ACTIVITY> The reply should be a single number: the count of lines below that contain the word "white".
[[ EXTRACTED ENTRIES, beginning ]]
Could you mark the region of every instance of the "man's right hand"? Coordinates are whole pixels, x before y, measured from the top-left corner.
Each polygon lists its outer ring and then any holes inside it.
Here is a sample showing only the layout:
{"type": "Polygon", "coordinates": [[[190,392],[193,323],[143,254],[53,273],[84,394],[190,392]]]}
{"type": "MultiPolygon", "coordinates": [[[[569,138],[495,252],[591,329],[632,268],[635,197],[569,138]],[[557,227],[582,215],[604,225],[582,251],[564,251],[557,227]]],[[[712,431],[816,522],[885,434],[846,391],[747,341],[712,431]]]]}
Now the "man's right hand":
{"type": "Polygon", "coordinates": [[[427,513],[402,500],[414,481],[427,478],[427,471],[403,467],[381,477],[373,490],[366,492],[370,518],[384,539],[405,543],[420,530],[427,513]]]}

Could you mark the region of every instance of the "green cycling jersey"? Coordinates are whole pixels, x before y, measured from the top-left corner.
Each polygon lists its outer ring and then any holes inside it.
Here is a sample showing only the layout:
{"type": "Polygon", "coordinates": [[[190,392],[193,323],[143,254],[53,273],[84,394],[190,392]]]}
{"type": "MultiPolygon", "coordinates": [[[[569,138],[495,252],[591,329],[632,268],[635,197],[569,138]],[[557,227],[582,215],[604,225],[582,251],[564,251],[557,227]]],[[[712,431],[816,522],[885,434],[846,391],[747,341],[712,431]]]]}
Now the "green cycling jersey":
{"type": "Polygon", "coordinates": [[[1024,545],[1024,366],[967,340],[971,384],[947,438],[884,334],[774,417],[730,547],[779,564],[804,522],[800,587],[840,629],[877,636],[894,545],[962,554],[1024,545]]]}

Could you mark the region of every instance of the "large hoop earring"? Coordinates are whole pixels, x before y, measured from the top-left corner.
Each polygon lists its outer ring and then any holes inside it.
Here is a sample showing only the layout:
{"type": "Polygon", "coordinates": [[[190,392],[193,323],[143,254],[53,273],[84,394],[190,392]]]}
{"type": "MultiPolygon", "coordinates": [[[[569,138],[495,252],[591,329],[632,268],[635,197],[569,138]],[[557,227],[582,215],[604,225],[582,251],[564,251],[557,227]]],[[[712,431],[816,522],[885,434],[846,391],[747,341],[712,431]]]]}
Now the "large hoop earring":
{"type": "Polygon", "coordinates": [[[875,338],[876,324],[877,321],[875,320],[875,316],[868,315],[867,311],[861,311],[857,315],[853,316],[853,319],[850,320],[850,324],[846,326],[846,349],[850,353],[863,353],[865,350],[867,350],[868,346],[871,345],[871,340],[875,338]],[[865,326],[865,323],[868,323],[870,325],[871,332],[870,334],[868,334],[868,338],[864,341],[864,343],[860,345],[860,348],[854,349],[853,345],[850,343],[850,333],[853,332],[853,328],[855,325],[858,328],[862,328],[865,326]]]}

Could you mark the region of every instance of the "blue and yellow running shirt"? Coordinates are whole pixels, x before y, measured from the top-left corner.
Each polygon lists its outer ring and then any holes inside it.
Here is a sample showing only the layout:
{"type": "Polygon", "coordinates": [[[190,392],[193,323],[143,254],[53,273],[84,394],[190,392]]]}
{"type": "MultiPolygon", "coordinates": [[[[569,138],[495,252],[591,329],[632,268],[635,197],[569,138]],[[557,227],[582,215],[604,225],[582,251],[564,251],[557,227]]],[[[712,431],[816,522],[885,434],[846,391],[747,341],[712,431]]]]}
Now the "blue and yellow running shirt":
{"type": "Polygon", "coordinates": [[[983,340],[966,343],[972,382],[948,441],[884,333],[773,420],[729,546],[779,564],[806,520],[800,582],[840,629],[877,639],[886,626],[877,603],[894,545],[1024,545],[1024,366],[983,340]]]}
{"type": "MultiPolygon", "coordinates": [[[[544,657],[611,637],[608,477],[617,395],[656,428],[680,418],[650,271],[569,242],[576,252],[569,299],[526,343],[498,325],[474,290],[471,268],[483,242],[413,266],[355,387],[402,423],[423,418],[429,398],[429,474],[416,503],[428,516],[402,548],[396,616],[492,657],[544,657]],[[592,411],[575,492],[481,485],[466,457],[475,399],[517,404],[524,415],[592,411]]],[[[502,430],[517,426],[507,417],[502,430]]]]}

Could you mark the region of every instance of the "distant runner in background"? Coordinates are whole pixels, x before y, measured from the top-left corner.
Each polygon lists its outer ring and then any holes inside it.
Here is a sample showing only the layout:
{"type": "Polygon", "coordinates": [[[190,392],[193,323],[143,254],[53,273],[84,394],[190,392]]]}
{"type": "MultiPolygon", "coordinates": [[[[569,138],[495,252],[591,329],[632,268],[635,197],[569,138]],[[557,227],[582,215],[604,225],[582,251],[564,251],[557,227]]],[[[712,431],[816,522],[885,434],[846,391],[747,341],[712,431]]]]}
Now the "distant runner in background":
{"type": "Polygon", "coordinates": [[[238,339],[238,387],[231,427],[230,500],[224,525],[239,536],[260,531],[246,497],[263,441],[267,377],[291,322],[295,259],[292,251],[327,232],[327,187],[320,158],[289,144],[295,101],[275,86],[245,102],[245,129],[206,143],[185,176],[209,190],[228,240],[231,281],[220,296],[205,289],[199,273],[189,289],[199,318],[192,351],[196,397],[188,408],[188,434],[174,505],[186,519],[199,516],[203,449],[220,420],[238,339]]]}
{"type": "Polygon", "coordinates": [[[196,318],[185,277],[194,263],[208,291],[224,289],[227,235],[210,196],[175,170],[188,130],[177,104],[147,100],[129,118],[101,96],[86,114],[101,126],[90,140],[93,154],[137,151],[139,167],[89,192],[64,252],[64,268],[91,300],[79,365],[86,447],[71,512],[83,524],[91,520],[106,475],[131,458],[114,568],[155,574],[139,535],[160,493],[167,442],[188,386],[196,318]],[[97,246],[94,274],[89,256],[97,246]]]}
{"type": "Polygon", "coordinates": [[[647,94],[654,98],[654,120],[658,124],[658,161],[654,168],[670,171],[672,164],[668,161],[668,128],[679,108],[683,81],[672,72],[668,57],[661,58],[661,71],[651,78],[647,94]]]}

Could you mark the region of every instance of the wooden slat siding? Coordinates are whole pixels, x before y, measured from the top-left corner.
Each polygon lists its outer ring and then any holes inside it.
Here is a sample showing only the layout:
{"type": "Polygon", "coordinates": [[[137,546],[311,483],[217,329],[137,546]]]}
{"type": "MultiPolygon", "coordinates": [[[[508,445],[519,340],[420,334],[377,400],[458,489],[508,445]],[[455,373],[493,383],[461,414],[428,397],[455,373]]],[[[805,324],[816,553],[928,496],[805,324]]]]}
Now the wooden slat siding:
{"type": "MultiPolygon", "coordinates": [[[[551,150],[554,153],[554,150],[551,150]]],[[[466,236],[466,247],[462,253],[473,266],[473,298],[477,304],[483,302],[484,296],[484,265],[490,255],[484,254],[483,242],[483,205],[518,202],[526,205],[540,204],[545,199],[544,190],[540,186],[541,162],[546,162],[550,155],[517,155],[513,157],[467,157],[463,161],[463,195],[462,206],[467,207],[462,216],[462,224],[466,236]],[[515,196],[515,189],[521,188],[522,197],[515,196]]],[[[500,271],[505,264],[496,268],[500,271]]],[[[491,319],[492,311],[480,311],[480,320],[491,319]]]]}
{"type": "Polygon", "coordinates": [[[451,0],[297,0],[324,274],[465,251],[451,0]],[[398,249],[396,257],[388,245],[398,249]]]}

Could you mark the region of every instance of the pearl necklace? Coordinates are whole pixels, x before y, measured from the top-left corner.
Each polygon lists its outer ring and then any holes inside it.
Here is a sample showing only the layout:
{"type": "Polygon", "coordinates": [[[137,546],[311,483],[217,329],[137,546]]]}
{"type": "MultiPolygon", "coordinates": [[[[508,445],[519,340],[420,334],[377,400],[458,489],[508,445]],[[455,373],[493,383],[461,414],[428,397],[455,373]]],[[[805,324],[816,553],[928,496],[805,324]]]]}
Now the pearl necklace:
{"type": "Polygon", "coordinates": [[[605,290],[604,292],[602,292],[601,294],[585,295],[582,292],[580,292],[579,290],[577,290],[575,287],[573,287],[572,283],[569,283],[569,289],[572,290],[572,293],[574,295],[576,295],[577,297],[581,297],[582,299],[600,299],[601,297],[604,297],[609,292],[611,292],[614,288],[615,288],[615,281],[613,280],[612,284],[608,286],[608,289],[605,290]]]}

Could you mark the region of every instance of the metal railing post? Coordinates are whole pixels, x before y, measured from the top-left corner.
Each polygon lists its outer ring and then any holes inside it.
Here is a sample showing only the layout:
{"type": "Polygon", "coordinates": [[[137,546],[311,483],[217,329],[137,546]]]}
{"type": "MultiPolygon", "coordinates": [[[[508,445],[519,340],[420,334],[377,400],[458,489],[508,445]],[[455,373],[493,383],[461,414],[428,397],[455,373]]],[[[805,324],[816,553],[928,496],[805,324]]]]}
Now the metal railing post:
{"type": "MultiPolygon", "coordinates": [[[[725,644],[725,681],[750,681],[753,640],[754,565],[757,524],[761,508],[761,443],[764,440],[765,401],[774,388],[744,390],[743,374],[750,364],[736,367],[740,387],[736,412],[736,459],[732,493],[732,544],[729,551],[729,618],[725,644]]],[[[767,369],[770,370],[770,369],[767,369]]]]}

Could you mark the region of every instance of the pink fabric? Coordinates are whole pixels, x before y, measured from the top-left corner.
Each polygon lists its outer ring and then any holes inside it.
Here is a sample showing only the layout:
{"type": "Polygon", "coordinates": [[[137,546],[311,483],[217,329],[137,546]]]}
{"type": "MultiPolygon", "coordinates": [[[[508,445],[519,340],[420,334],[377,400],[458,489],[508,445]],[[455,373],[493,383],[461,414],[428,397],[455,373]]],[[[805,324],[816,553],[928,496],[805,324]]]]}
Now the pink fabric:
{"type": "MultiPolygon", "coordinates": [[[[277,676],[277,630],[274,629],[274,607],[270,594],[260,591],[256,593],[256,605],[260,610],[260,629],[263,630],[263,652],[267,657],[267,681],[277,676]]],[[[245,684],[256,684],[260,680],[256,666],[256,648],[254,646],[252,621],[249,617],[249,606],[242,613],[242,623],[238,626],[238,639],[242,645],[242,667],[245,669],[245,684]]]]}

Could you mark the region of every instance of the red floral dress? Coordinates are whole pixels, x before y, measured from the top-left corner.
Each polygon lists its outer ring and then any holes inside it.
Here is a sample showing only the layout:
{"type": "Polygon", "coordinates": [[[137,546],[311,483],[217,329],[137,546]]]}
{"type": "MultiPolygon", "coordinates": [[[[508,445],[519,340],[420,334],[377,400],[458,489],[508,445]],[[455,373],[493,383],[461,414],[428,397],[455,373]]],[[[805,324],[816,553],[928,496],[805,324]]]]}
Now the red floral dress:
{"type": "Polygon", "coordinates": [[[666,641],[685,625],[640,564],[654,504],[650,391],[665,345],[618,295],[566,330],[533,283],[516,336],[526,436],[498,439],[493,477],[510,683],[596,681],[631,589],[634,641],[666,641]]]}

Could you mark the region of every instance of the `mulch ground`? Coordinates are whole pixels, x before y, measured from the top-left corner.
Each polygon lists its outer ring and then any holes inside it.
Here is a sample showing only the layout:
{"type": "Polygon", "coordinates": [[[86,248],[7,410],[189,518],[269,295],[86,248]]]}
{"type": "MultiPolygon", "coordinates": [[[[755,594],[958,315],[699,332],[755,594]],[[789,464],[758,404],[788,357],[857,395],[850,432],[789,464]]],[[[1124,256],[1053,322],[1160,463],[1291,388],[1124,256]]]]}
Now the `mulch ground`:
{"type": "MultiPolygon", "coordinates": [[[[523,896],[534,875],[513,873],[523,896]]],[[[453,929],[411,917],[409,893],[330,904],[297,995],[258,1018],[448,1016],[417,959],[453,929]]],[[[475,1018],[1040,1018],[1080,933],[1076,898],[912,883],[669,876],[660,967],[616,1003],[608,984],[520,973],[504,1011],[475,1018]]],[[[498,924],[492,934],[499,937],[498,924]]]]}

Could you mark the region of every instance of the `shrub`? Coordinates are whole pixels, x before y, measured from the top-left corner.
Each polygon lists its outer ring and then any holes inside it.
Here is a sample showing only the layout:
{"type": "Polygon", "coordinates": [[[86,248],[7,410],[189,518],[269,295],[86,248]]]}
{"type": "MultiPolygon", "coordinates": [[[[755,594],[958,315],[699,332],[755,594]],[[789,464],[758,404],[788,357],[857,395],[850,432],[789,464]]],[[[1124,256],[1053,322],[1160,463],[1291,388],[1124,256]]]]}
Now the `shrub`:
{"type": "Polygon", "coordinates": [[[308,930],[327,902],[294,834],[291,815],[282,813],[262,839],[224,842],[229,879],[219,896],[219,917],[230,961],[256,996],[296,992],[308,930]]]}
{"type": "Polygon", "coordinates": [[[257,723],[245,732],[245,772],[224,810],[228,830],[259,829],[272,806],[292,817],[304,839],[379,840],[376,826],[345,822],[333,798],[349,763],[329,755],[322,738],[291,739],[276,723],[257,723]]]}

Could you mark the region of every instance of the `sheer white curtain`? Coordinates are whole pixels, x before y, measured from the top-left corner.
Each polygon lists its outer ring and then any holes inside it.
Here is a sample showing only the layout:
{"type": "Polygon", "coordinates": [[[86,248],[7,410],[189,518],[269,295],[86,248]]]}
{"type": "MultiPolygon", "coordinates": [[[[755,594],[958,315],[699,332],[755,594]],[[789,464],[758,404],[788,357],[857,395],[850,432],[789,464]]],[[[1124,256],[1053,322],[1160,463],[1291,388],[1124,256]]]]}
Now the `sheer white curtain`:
[[ EXTRACTED ENTRIES, end ]]
WRITTEN SOLUTION> 2